SOURCE INFORMATION ->

☆ ☆ ☆

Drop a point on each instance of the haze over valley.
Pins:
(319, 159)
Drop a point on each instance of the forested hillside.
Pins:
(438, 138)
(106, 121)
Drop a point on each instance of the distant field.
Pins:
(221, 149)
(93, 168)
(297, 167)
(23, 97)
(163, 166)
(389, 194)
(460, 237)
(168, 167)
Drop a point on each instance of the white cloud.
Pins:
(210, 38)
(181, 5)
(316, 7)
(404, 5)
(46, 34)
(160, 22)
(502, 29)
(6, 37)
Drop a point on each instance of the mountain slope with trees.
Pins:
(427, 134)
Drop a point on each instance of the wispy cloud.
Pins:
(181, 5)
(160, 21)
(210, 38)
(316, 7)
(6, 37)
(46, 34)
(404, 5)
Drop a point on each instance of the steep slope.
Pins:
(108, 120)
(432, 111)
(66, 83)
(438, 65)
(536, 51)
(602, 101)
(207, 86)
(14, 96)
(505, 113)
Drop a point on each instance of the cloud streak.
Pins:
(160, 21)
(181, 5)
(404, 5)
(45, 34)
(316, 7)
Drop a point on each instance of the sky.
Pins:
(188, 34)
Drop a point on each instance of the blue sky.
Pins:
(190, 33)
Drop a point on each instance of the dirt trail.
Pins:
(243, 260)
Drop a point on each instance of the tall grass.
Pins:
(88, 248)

☆ ☆ ☆

AIM OF THE TASK -> Every line that includes "each" must be copied from the material above.

EXERCISE RESULT ->
Drop a point on each instance of the haze over valley.
Drop a point on each instance of the forested hillside.
Drop a point on each instance of the distant field.
Drop a point on each instance of the white cloud.
Drop a point on each instance of the mountain slope with trees.
Drop a point on each instance of the wispy cloud.
Drop a point on each instance of the steep slope.
Drop a point on each instance of the cloud streak.
Drop a point on each instance of the sky.
Drop a point on each instance of the blue sky.
Drop a point on each instance of the dirt trail.
Drop a point on each instance of the tall grass.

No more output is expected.